■ Source extract ■

Reece explains that whilst Boards are naturally intelligent and talented, when it comes to cybersecurity, “unless they are technically proficient, it’s foreign to them, and they sometimes shy away from grasping the subject matter.” Reece believes it essential to give boards a vote of confidence. “Remind them that they understand risk and their organisation more than anybody else, so lean in on this.
“It’s our job to make their life easy and make them look good,” he says, explaining that he uses analogies to make the cyber incident and its consequences relatable to the Board. “Lean in on what they know to make it understandable; there’s nothing better to influence behaviour,” he tells me.
At the time of the incident, it’s a policy holder’s decision on how to handle the situation, although they need to bring the insurer along for the journey and critically, obtain prior consent before making big calls and incurring costs. Still, they do have the benefit of the cyber insurance hotline and all the extra support that comes with the policy, says Reece.
“There’s a misnomer in the industry that the insurers are the evil ones for paying ransoms, that the insurers have somehow created the problem,” Reece tells me as he explains Clyde & Co’s role in insurance claim management. “I see these headlines and my eyes roll. The truth is, the insurance companies do not make the call on whether or not to pay the ransom; that has to be the policyholder’s decision. The last thing the insurers want is for the policyholder to jump in and start negotiating just because they have insurance – [insurers] want to see them making an informed decision. They see hundreds of these incidents per year and can provide that insight to help their clients.”

■ Extracted information ■
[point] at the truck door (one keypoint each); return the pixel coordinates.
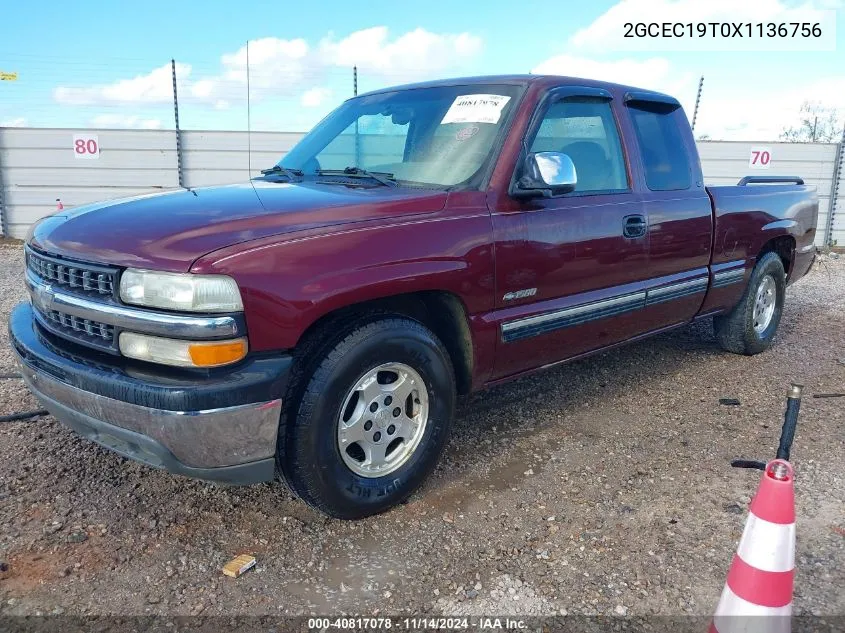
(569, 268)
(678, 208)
--
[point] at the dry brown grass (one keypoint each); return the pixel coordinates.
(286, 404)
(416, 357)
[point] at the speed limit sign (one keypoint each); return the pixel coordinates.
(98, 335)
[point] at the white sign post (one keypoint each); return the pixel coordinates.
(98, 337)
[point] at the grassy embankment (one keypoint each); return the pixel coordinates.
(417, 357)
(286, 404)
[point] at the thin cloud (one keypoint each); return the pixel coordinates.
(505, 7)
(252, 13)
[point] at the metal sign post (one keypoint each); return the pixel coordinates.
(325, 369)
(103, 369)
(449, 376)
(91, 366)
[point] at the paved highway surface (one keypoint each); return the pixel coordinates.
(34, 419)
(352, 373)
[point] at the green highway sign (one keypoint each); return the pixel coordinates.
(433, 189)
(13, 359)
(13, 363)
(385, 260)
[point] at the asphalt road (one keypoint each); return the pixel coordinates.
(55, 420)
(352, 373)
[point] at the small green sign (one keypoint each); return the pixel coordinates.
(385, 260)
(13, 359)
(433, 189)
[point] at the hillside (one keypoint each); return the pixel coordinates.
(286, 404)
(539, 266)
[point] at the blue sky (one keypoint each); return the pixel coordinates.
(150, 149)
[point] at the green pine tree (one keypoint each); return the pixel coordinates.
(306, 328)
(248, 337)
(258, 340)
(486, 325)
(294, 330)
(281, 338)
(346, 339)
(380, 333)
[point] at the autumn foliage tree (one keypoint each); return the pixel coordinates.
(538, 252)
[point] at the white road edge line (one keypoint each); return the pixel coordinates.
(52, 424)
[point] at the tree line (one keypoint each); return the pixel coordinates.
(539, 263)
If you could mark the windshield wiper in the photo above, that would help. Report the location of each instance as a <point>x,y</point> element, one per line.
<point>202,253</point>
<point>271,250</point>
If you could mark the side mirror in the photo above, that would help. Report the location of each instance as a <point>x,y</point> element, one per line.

■ Work order A ■
In the cyber insurance extract, what must policyholders obtain from the insurer before making big calls and incurring costs?
■ Work order B ■
Write out the cyber insurance extract from "Reece explains that" to "he tells me." with no changes.

■ Final answer A ■
Prior consent.

■ Final answer B ■
Reece explains that whilst Boards are naturally intelligent and talented, when it comes to cybersecurity, “unless they are technically proficient, it’s foreign to them, and they sometimes shy away from grasping the subject matter.” Reece believes it essential to give boards a vote of confidence. “Remind them that they understand risk and their organisation more than anybody else, so lean in on this.
“It’s our job to make their life easy and make them look good,” he says, explaining that he uses analogies to make the cyber incident and its consequences relatable to the Board. “Lean in on what they know to make it understandable; there’s nothing better to influence behaviour,” he tells me.